----- EXTRACT TO READ -----

Rare massive dual twisters flattened the whole of Pilger, a small town in the north-east of the state

A deadly super-cell thunderstorm system bringing a swarm of tornadoes has ripped through towns and villages in north-east Nebraska, US, killing a five-year-old and a motorist and injuring dozens of people.

A state of emergency has been declared by Nebraska Governor Dave Heineman, as officials announced that the small town of Pilger was simply “gone” in the wake of the storm.

The Stanton County Sheriff's office said two people had been confirmed dead, a five-year-old girl and a man driving in nearby Cuming County.

Local hospitals in Norfolk and Wayne reported 19 patients from the Pilger storm between them, while according to the Omaha World Herald nine more victims from the storms were treated at three other area hospitals.

Extraordinary video footage captured by storm chasers showed two massive tornadoes, very close to each other, tearing across farmland near the larger town of Stanton.

The National Weather Service said the twisters touched down within roughly a mile (1.6km) of each other, and that it was extremely rare for two such powerful tornadoes to hit at the same time and place.

Experts said they appeared to be class EF-2 or EF-3 – meaning they brought winds of up to 165 mph (265 kph).

----- SUPPLIED ENTRIES -----

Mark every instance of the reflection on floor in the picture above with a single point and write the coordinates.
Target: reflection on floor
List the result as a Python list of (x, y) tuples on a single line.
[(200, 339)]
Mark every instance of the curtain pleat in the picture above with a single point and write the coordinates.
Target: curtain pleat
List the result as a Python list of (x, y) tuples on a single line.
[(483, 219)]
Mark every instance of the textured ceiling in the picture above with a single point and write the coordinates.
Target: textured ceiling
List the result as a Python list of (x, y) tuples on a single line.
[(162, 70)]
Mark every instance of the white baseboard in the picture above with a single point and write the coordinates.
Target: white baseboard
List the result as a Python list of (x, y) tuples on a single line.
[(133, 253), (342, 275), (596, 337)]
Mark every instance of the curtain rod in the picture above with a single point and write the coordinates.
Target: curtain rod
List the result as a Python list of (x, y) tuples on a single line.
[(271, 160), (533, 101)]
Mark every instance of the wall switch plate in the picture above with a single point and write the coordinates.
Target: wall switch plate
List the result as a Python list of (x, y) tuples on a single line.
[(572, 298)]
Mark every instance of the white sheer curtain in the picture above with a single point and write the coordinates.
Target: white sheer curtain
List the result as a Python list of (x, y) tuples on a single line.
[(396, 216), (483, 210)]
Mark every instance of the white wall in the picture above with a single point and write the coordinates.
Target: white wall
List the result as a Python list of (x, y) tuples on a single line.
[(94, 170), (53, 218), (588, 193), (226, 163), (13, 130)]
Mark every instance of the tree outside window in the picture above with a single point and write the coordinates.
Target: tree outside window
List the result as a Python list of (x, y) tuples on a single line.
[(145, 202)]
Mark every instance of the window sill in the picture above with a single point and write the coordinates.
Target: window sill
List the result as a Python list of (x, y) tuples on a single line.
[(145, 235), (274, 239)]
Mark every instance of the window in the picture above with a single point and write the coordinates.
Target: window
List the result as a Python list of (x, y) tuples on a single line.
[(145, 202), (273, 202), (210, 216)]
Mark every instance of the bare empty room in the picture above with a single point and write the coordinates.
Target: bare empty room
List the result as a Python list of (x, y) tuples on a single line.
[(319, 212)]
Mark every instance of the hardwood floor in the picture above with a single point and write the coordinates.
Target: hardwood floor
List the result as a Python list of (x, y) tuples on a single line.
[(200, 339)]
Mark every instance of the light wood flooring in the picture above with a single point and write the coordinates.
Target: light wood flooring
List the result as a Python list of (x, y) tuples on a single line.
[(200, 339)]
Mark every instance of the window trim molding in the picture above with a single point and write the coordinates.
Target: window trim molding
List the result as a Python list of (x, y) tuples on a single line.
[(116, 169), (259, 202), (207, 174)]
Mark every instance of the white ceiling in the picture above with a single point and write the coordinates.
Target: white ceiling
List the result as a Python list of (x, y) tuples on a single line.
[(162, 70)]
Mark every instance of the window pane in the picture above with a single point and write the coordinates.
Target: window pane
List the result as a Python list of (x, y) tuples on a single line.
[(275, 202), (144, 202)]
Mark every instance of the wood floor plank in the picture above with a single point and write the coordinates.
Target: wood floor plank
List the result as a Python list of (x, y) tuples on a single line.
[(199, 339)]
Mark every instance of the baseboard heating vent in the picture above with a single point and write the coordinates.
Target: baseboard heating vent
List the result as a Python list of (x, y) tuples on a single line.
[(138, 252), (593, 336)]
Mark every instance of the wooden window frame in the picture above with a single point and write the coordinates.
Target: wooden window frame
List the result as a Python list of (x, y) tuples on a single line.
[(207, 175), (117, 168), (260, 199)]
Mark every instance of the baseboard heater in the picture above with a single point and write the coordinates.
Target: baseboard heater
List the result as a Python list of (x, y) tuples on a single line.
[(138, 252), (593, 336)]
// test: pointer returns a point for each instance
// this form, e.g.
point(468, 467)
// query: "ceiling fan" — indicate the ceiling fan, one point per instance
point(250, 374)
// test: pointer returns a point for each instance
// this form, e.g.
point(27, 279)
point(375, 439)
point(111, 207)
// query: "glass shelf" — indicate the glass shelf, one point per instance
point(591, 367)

-----

Copy out the full text about the Nebraska tornadoes word for word, with nothing left out or changed. Rely only on the text about the Nebraska tornadoes for what comes next.

## TASK OUTPUT:
Rare massive dual twisters flattened the whole of Pilger, a small town in the north-east of the state

A deadly super-cell thunderstorm system bringing a swarm of tornadoes has ripped through towns and villages in north-east Nebraska, US, killing a five-year-old and a motorist and injuring dozens of people.

A state of emergency has been declared by Nebraska Governor Dave Heineman, as officials announced that the small town of Pilger was simply “gone” in the wake of the storm.

The Stanton County Sheriff's office said two people had been confirmed dead, a five-year-old girl and a man driving in nearby Cuming County.

Local hospitals in Norfolk and Wayne reported 19 patients from the Pilger storm between them, while according to the Omaha World Herald nine more victims from the storms were treated at three other area hospitals.

Extraordinary video footage captured by storm chasers showed two massive tornadoes, very close to each other, tearing across farmland near the larger town of Stanton.

The National Weather Service said the twisters touched down within roughly a mile (1.6km) of each other, and that it was extremely rare for two such powerful tornadoes to hit at the same time and place.

Experts said they appeared to be class EF-2 or EF-3 – meaning they brought winds of up to 165 mph (265 kph).